### Directive
Reproduce verbatim everything in the indefinite integrals page from "Indefinite Integrals" down to "and integrate it.".

### Selected extract
# # # # # # #

Indefinite Integrals
13.0 Integral of type $\int {{x^m}{{\left( {a + b{x^n}} \right)}^p}dx} $
13.0 Integral of type $\int {{x^m}{{\left( {a + b{x^n}} \right)}^p}dx} $
To solve this type of integral, depending on the value of constants $m$, $n$ and $p$ different methods are applied which are as follows:
(i) If $p \in N$, we expand ${(a + b{x^n})^p}$ using binomial theorem then multiply it with ${x^m}$ and integrate it.
(ii) If $p \in {I^ - }$ i.e., negative integer, then we substitute $x = {t^k}$ where $k$ is the L.C.M. of $m$ and $n$.
(iii) If $\frac{{m + 1}}{n}$ is an integer and $p = \frac{j}{k}$ i.e., a fraction, then we substitute $a + b{x^n} = {t^k}$ where $k$ is the denominator of the fraction $p$.
(iv) If $\frac{{m + 1}}{n} + p$ is an integer and $p = \frac{j}{k}$ i.e., a fraction, then we substitute $a + b{x^n} = {t^k}{x^n}$ where $k$ is the denominator of the fraction $p$.
Question 12. Evaluate $$\int {{x^{ - \frac{2}{3}}}{{(1 + {x^{\frac{1}{3}}})}^{\frac{1}{2}}}} dx$$
Solution: On comparing it with $$\int {{x^m}{{\left( {a + b{x^n}} \right)}^p}dx} $$, we get
$m = - \frac{2}{3},n = \frac{1}{3},p = \frac{j}{k} = \frac{1}{2}$ and $\frac{{m + 1}}{n} = \frac{{ - \frac{2}{3} + 1}}{{\frac{1}{3}}} = 1$. Therefore, we put $$1 + {x^{\frac{1}{3}}} = {t^k} = {t^2} \Rightarrow \frac{1}{{3{x^{\frac{2}{3}}}}}dx = 2tdt$$$$\begin{equation} \begin{aligned} I = \int {\frac{{t.6t}}{1}dt} = 6\int {{t^2}dt} \\ I = 2{t^3} + C \\ I = 2{\left( {1 + {x^{\frac{1}{3}}}} \right)^{\frac{3}{2}}} + C \\\end{aligned} \end{equation} $$

# # # # # # #

### Supplied information

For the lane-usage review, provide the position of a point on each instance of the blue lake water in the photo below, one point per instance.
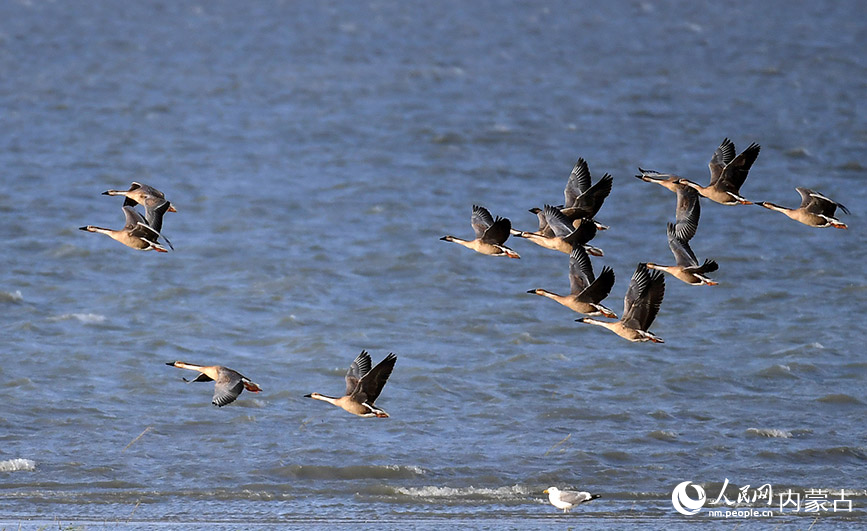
(315, 152)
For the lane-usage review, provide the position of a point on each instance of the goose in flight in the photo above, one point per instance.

# # # # # # #

### Solution to the problem
Indefinite Integrals
13.0 Integral of type $\int {{x^m}{{\left( {a + b{x^n}} \right)}^p}dx} $
13.0 Integral of type $\int {{x^m}{{\left( {a + b{x^n}} \right)}^p}dx} $
To solve this type of integral, depending on the value of constants $m$, $n$ and $p$ different methods are applied which are as follows:
(i) If $p \in N$, we expand ${(a + b{x^n})^p}$ using binomial theorem then multiply it with ${x^m}$ and integrate it.